• Task requirements:
For this exercise, print all of the data exactly as given.

• Entries provided:
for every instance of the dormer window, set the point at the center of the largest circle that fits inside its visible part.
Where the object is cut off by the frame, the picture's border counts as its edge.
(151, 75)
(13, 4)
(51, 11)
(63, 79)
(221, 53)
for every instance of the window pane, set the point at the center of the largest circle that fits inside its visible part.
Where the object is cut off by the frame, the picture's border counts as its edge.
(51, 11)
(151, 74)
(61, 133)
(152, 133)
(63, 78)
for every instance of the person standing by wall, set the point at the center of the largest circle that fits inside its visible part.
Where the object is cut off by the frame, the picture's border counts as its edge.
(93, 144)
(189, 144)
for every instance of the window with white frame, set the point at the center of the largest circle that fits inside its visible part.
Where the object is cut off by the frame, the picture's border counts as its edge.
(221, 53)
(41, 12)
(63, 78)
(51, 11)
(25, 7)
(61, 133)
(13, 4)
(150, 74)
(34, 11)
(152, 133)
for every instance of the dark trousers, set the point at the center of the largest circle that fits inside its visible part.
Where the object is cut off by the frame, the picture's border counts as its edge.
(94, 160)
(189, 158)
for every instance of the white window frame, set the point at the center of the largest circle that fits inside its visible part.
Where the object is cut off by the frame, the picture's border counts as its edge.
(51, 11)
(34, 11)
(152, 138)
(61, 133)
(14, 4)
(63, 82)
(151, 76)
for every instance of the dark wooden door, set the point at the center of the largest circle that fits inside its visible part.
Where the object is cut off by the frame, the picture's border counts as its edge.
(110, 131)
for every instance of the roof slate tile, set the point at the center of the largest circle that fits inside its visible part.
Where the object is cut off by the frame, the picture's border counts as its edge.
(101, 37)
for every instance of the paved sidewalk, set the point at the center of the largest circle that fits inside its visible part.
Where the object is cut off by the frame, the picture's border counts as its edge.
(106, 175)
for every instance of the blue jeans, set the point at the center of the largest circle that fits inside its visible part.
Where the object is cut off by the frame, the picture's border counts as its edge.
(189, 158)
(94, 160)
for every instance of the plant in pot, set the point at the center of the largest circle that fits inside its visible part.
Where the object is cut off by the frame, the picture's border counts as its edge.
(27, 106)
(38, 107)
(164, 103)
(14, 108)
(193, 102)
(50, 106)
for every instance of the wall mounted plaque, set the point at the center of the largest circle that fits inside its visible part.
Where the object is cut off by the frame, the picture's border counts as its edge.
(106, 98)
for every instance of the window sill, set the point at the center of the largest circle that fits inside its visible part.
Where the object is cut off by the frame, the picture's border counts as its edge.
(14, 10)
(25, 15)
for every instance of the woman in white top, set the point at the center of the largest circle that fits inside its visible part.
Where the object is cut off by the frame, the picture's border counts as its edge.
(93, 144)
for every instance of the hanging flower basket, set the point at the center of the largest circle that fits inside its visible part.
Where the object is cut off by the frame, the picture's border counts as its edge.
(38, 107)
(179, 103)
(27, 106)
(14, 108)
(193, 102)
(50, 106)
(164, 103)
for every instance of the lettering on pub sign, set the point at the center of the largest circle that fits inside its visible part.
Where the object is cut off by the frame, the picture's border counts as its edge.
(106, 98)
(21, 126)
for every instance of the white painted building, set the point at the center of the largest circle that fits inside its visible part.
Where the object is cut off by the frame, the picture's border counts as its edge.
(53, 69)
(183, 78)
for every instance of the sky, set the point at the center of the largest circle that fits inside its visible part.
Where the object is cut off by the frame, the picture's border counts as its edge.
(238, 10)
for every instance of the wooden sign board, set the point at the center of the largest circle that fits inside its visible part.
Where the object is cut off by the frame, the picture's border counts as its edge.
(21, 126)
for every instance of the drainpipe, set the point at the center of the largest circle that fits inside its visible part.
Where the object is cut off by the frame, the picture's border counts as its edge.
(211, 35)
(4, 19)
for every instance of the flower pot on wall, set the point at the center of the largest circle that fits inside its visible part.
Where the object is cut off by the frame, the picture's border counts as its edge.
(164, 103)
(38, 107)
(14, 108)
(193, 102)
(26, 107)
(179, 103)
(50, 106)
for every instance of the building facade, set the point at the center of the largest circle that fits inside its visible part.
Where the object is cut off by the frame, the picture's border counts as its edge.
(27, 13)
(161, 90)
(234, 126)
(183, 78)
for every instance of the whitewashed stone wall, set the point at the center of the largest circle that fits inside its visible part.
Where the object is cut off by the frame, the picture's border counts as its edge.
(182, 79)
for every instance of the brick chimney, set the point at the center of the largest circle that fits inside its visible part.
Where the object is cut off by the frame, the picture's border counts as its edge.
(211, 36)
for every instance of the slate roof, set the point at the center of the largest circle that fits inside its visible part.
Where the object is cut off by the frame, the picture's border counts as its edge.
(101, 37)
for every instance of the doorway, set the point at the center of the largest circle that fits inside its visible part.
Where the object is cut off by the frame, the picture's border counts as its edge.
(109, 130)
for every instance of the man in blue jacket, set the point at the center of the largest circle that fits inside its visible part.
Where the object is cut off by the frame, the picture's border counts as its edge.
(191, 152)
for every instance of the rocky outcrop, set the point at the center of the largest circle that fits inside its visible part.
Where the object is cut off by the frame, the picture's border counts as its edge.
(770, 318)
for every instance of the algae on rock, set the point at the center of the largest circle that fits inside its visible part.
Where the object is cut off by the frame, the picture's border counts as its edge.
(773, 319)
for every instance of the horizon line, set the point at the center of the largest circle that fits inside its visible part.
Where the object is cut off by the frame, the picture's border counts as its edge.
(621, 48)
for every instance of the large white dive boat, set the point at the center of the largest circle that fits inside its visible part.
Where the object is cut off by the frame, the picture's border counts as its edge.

• Solution:
for every instance of the dormer window, set the point at the center of the largest circle that fits inside its visible part.
Where the object is cut off by the frame, the picture's border counts as its edge.
(151, 75)
(13, 4)
(51, 11)
(63, 79)
(221, 53)
for every instance of the window pane, set the point at the center of the largest circle that fits inside its visible part.
Where the object is cut off by the frame, the picture's border counts as its edge.
(51, 11)
(151, 74)
(61, 133)
(152, 133)
(63, 78)
for every instance of the person standing by wall, set the point at the center of the largest circle that fits inside its visible part.
Where the object is cut off by the frame, the picture's border counts as its edge.
(93, 144)
(189, 144)
for every instance of the window with white frame, set the point at the center of the largest circle that fits inside its visible part.
Where the object is cut off by the frame, the picture's border counts as its edge.
(221, 53)
(41, 12)
(63, 78)
(51, 11)
(25, 7)
(61, 133)
(13, 4)
(150, 74)
(34, 11)
(152, 133)
for every instance of the dark trousers, set the point at the center of the largest circle that fits inside its visible part.
Where the object is cut off by the frame, the picture's border counts as its edge.
(94, 160)
(189, 158)
for every instance of the white window frame, set the point at the center of the largest circle that fits inside its visible part.
Where the object is cut off by the frame, the picture's border counts as its edge.
(51, 11)
(34, 11)
(152, 138)
(61, 133)
(14, 4)
(63, 82)
(151, 76)
for every instance of the dark wooden door, set the point at the center of the largest circle that fits inside its visible part.
Where the object is cut off by the frame, the picture's border counts as its edge.
(110, 131)
for every instance of the roof slate tile, set the point at the center of the largest circle that fits inside its visible part.
Where the object is cut off by the frame, the picture's border counts as its edge.
(101, 37)
for every instance of the paved sidewalk, set the point at the center of the largest circle that fits inside its visible part.
Where the object is cut off by the frame, the picture's border counts as its edge.
(106, 175)
for every instance of the blue jeans, set the point at the center of the largest circle that fits inside its visible part.
Where the object is cut off by the frame, the picture's border counts as its edge.
(189, 158)
(94, 160)
for every instance of the plant in pot, set the point at the center of the largest circle that fits inside its visible part.
Where the object is cut off by the frame, the picture's border counts as its edge.
(27, 106)
(38, 107)
(164, 103)
(14, 108)
(193, 102)
(50, 106)
for every instance of the wall mounted plaque, set the point at the center of the largest circle that fits inside its visible part.
Where the object is cut off by the frame, the picture's border counts as its edge.
(106, 98)
for every instance of the window sill, set the point at the center of the largest circle that fits inside its visible part.
Where the object is cut off by the frame, the picture's border counts as its edge.
(14, 10)
(25, 15)
for every instance of the woman in white top, set the point at the center of the largest circle that fits inside its visible part.
Where the object is cut off by the frame, the picture's border counts as its edge.
(93, 144)
for every instance of the hanging flower basket, set the point at the center of the largest circle that fits inside its visible part.
Where the object is cut off by the frame, the picture's border counts as its edge.
(38, 107)
(179, 103)
(27, 106)
(14, 108)
(193, 102)
(50, 106)
(164, 103)
for every instance of the lettering on pub sign, set the point at the center of the largest circle that fits inside its visible part.
Where the object is cut off by the frame, the picture's border counts as its edge.
(106, 98)
(21, 126)
for every instance of the white painted building, set the point at the center of the largest circle that fits inside its visible part.
Where the object is cut off by the frame, the picture's border counts as its edge.
(53, 69)
(183, 78)
for every instance of the sky, set the point at the center of the largest circle that fits inside its visible part.
Where the object is cut off by the frame, the picture's border counts as its edge.
(238, 10)
for every instance of the wooden sign board, set the point at the center of the largest circle that fits inside its visible part.
Where the object is cut off by the frame, the picture's border counts as its edge.
(21, 126)
for every instance of the drainpipe, set the point at the center of the largest circle that fits inside its visible part.
Where the object is cut off by the frame, the picture's border counts as its edge.
(211, 35)
(4, 19)
for every instance of the flower pot on wall, set the point at the center of the largest circle that fits inside its visible part.
Where the object is cut off by the frame, the picture's border counts as its edge.
(164, 103)
(38, 107)
(14, 108)
(193, 102)
(26, 107)
(179, 103)
(50, 106)
for every instance of the building facade, set the point at the center of the largest circle that fits inside its visible part.
Where the object is cut off by the frame, the picture's border counts as its edge.
(27, 13)
(161, 90)
(234, 126)
(183, 78)
for every instance of the whitewashed stone wall, set the point at the center of the largest circle that fits inside its visible part.
Where the object is cut off by the frame, the picture's border counts as its edge.
(182, 79)
for every instance of the brick chimney, set the point at the center of the largest circle that fits inside its visible part.
Where the object is cut off by the frame, the picture's border counts as its edge.
(211, 36)
for every instance of the slate roof, set the point at the center of the largest circle that fits inside its visible part.
Where the object is cut off by the frame, the picture's border counts as its edge.
(101, 37)
for every instance of the doorway, set the point at the center of the largest circle that fits inside its visible part.
Where the object is cut off by the frame, the picture's border counts as its edge.
(109, 130)
for every instance of the man in blue jacket, set the point at the center of the largest circle that fits inside its visible part.
Where the object is cut off by the frame, the picture's border counts as its edge.
(191, 152)
for every instance of the rocky outcrop, set the point at the center of the largest circle that fits inside its visible part.
Where the object is cut off by the frame, the picture's border counts as its edge.
(770, 318)
for every instance of the algae on rock, set the point at the center of the largest circle that fits inside its visible part.
Where the object is cut off by the frame, the picture's border counts as its edge.
(773, 319)
for every instance of the horizon line, set the point at the center of the largest circle that fits inside its visible part.
Where the object is cut off by the frame, the picture's border counts as its edge.
(621, 48)
for every instance of the large white dive boat, set the point at the center of the largest circle that fits inside its visible part.
Where the object is cut off by the frame, the picture's border counts as its edge.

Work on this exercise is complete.